Source text
···

# Confused About What I Should Do



## lonelywolf (Mar 2, 2020)

Hello. I’m stumbled across this board looking for information. Here’s the situation I’ve been married for nearly 11 years and together 12 years. I moved here on a whim in hopes to start my life over and hoping the climate might be better for my physical disabilities along with my now wife persuading me that this was a good place. I’m not from here nor have any family here. At first things were okay and somewhat good but, as years have passed it hasn’t really worked out that great and I’m starting to feel like this isn’t meant to be for a multitude of reasons. 

I moved here about 12 years ago, purchased a home, and got married. About 6-7 years my wife decided she needed a career change so I have shouldered all or majority of the living expenses which includes mortgage, utilities, internet, gas, groceries, etc while she contributed to the savings account to have some extra cushion. Prior to that we took turns contributing to bills but, now I’m starting to feel used and unappreciated. 

She has been slowly switching careers which has help in some ways but, other ways not so much. During this time I worked a not so great job that I didn’t like didn’t pay well at all while my physical disabilities became worse rendering me to be unable to work and now luckily have some form of disability payment come in for now. There was days she would have a bad day or days at her prior job and she took it out on me by yelling at me if dishes weren’t done or if I didn’t do something despite myself working nights at a job I didn’t like. 

So, I now I try to do as much as I can with regards to cooking, cleaning, and trying to take care of things and lessen the load on her even more despite my own challenges. Within the past several years I’m starting to feel used and feel some resent even though it’s not how I want to feel. The first thing that contributes to this is that before we got married my wife agreed that perhaps in the future we would move somewhere from here where it is much nicer and a better climate. We also have agreed to travel some but, that all changed. Now, she doesn’t like to fly or ride a car for long periods as I have found. And the only two states that exist to her is this state because she has family here and her home state which borders this one. 

The other thing that bothers me and after many years is that I was kind of skeptical of buying our home at first for a few different reasons. The first is that property wasn’t a lot of land and the other is that there wasn’t a garage. The final is that I was uncertain about living here at the time but, I did try to see through things as best as I could and purchased the home based upon the fact that I could build a shop & garage to being able to a do a few things and to be able to store a vehicle(s). Now my wife has changed her stance and says I must wait to pay off the home and then I might be able to build a garage in about 7 years with a refinance all this funded by myself. When, I’ve tried to suggest it in the past she complained that it would take up too much of the property even for a smaller size shop. 

The other thing is for most of the time we’ve been together I’ve rarely seen just a little bit back from my income tax return. I consider myself lucky to get a $20-30 dinner from it plus I had to pay to have our taxes done as well. My wife recently complains that we don’t do anything fun now even though I’m still shouldering majority of the expenses and have put myself into debt to help her out while she should have extra money at the end of each month plus she has a savings account with her name only with about $20-25k that I’m aware maybe more. Plus, the only places that she wants to travel is around here and her home state which doesn’t appeal to me since I did travel myself prior to marriage.

···

Data excerpts
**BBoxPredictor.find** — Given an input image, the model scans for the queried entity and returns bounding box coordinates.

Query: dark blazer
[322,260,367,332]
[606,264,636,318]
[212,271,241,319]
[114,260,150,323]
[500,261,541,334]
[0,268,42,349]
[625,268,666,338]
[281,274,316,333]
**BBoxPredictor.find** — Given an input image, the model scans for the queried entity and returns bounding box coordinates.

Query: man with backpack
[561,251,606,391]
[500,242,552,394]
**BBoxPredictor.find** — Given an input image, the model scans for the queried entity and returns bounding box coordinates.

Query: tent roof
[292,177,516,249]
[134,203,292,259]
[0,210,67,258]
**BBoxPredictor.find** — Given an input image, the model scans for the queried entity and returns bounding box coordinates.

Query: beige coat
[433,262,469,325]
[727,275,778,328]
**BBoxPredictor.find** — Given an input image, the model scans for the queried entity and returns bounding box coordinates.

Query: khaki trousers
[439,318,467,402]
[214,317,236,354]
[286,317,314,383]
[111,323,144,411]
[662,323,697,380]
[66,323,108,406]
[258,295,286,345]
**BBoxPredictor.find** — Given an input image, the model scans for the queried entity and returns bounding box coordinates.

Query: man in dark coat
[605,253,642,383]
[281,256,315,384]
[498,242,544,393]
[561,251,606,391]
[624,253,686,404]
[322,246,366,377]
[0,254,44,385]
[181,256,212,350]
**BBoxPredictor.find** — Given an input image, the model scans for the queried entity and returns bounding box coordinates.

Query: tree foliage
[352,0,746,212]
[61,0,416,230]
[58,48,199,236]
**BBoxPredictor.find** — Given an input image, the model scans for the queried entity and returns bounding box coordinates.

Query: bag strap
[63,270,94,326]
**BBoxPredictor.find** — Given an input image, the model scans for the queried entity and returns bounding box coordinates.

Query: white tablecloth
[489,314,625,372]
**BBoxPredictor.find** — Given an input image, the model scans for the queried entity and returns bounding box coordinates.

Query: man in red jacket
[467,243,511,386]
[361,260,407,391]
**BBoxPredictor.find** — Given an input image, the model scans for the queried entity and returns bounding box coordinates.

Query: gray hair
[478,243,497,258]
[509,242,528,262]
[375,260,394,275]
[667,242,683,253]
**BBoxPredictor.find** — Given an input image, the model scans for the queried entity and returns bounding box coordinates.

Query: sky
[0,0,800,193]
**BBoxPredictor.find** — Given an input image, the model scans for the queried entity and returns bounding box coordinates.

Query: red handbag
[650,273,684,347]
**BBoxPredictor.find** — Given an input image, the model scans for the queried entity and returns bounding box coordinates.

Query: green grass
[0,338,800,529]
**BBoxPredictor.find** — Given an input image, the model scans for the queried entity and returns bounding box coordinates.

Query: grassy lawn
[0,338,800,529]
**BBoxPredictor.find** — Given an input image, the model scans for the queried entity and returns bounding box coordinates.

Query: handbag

···

Task directions
Can you edit the stretch of the forum post from "The other thing is" through "prior to marriage." so that "income tax return" becomes "tax refund"? None of this depends on the data.

Full output
The other thing is for most of the time we’ve been together I’ve rarely seen just a little bit back from my tax refund. I consider myself lucky to get a $20-30 dinner from it plus I had to pay to have our taxes done as well. My wife recently complains that we don’t do anything fun now even though I’m still shouldering majority of the expenses and have put myself into debt to help her out while she should have extra money at the end of each month plus she has a savings account with her name only with about $20-25k that I’m aware maybe more. Plus, the only places that she wants to travel is around here and her home state which doesn’t appeal to me since I did travel myself prior to marriage.